*** Information shown Section Begins ***

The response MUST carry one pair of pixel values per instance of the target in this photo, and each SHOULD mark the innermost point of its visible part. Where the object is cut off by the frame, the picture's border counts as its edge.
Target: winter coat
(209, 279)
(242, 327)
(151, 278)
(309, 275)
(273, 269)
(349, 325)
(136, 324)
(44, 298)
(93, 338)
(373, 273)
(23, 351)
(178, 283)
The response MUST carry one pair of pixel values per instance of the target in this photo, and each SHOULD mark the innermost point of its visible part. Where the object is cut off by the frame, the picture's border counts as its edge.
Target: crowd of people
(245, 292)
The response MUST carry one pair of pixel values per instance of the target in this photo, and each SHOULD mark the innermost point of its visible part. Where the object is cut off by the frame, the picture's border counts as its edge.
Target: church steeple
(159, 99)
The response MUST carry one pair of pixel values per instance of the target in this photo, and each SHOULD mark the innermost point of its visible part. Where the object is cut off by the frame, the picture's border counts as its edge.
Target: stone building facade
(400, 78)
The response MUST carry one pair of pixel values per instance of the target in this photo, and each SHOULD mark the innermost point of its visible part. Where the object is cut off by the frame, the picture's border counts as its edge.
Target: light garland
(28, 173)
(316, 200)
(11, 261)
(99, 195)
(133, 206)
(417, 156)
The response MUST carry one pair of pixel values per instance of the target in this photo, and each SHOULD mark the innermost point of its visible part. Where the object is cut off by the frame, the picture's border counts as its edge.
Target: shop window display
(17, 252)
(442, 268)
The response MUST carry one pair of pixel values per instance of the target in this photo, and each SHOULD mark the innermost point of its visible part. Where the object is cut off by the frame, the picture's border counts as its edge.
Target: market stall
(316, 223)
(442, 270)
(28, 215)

*** Information shown Section Ends ***

_Work to complete_
Return, without any change, the lines from the one holding "Target: shop window display" through the end of the listing, and only those.

_Your response_
Target: shop window display
(17, 252)
(442, 268)
The response MUST carry one pair of pixel values per instance of the target in this photo, and each SHOULD mark the innermost point of its visible part. Where the object is cut off by the frame, the picture's border counts as its edge.
Target: market stall
(316, 223)
(442, 270)
(28, 215)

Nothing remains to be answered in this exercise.